§ **Prompt**
Copy out the rows below from the line containing "mark the region of the falcon" through the line containing "POLYGON ((92 69, 89", both included, reproducing each one without any change.

§ **Listing**
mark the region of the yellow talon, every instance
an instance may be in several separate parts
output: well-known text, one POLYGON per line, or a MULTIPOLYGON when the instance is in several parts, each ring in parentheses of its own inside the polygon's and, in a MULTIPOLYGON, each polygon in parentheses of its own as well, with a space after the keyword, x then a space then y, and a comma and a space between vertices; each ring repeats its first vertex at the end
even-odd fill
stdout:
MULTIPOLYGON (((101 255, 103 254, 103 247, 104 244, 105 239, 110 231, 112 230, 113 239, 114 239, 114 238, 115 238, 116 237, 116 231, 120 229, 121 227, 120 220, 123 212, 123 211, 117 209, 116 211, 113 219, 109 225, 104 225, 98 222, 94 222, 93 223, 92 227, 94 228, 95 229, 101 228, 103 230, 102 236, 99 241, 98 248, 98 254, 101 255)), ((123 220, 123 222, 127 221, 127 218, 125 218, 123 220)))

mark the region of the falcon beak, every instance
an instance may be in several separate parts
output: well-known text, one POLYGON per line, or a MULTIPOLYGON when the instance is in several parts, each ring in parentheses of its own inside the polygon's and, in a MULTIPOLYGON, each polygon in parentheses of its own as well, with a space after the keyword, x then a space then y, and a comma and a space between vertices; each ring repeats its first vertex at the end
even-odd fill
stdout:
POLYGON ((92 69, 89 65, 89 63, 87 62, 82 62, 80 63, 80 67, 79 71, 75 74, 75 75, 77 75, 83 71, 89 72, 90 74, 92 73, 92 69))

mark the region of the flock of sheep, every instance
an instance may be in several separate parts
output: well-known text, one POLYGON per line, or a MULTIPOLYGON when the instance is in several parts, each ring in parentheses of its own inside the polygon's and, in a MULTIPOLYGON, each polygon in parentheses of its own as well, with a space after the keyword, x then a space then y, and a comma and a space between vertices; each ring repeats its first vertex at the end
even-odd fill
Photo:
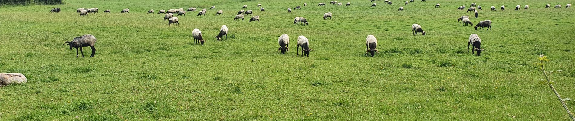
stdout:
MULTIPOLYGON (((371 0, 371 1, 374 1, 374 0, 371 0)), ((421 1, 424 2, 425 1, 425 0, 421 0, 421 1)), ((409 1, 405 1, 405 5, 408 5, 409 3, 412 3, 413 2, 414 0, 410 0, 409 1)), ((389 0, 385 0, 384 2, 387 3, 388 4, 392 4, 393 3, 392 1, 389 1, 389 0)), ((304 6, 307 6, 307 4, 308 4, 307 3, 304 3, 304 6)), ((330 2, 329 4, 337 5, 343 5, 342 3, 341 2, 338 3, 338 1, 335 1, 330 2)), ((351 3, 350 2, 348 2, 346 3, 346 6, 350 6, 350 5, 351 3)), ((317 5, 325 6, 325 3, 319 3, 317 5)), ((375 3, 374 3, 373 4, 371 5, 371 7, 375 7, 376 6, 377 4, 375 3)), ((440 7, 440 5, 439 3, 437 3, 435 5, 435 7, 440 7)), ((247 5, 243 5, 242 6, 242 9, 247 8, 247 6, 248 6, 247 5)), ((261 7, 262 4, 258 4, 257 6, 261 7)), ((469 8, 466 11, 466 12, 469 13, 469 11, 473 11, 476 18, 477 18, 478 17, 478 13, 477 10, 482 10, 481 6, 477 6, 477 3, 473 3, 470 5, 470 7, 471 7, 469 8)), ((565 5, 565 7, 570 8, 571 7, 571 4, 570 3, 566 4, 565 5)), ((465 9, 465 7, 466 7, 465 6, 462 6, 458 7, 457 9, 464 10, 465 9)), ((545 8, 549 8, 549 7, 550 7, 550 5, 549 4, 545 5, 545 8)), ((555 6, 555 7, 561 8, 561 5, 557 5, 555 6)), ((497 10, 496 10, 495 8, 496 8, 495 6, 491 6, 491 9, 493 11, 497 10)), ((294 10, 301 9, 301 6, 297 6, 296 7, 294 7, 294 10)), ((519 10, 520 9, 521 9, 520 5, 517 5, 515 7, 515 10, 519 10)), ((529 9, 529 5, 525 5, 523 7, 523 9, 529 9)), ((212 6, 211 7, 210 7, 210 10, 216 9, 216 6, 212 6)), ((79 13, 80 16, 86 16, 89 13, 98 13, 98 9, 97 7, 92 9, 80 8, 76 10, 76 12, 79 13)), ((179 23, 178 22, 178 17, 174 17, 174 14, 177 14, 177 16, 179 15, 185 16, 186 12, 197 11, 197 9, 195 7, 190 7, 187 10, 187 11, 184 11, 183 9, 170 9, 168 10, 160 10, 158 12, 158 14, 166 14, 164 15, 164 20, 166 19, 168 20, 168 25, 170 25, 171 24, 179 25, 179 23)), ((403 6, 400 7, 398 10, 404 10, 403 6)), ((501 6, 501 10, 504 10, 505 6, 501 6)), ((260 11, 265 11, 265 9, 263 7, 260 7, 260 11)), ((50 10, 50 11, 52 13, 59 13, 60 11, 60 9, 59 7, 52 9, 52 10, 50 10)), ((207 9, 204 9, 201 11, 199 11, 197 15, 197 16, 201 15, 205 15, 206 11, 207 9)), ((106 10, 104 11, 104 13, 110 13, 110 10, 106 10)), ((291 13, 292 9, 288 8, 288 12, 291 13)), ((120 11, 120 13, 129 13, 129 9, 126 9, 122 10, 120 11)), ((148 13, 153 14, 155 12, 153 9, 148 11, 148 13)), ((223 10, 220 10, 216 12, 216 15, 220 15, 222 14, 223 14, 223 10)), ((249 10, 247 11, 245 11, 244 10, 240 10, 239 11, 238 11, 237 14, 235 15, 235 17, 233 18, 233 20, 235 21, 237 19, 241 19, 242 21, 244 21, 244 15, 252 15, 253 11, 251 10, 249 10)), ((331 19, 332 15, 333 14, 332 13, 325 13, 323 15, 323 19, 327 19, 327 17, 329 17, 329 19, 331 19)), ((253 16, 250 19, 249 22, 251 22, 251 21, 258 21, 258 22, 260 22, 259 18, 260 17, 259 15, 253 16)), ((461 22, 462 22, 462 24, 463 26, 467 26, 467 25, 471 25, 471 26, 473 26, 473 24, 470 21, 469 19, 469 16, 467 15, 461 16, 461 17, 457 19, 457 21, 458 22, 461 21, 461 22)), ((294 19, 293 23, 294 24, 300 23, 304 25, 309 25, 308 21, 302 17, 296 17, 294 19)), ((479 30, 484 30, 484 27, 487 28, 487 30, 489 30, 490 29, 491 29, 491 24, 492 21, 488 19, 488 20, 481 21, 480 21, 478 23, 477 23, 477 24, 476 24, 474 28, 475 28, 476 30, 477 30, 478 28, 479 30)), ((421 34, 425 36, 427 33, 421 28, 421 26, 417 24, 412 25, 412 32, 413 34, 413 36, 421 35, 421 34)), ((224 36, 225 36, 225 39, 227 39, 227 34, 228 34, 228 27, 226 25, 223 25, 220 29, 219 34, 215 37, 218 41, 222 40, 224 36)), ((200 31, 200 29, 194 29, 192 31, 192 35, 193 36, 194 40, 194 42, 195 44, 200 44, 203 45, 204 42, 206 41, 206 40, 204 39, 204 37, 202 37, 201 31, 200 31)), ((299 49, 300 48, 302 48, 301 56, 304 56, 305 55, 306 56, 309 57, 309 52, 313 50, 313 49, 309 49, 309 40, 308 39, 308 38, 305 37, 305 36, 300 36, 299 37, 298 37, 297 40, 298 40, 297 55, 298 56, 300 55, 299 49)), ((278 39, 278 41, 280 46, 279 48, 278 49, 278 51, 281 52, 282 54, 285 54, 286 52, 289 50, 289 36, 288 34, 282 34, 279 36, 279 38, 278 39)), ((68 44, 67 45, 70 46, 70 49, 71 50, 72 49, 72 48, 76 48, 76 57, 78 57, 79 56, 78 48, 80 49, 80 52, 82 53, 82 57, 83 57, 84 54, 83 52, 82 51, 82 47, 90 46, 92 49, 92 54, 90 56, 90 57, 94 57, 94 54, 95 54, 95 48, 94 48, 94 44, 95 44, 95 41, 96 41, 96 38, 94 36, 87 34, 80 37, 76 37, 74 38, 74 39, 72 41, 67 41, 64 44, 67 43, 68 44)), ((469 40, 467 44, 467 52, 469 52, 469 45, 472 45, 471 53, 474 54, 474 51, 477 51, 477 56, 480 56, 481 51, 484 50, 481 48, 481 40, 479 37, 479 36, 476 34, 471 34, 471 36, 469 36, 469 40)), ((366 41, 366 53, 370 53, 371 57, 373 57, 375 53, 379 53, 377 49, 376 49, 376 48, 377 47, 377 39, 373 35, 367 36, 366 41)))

§ **Output**
mark the region of the falcon beak, every instance
an instance may be in several separate parts
output: well-known text, one POLYGON per line, or a MULTIPOLYGON when the instance is in several parts, each ring in parentheses of its own inside the polygon's and, in a MULTIPOLYGON, each polygon in parentheses of its own as well, with a space after the keyword, x then a space then y, and a comma and a space between vertices; each ring repeats its first vertex at the end
even-odd fill
stdout:
POLYGON ((92 69, 89 65, 89 63, 87 62, 82 62, 80 63, 80 67, 79 71, 75 74, 75 75, 77 75, 83 71, 89 72, 90 74, 92 73, 92 69))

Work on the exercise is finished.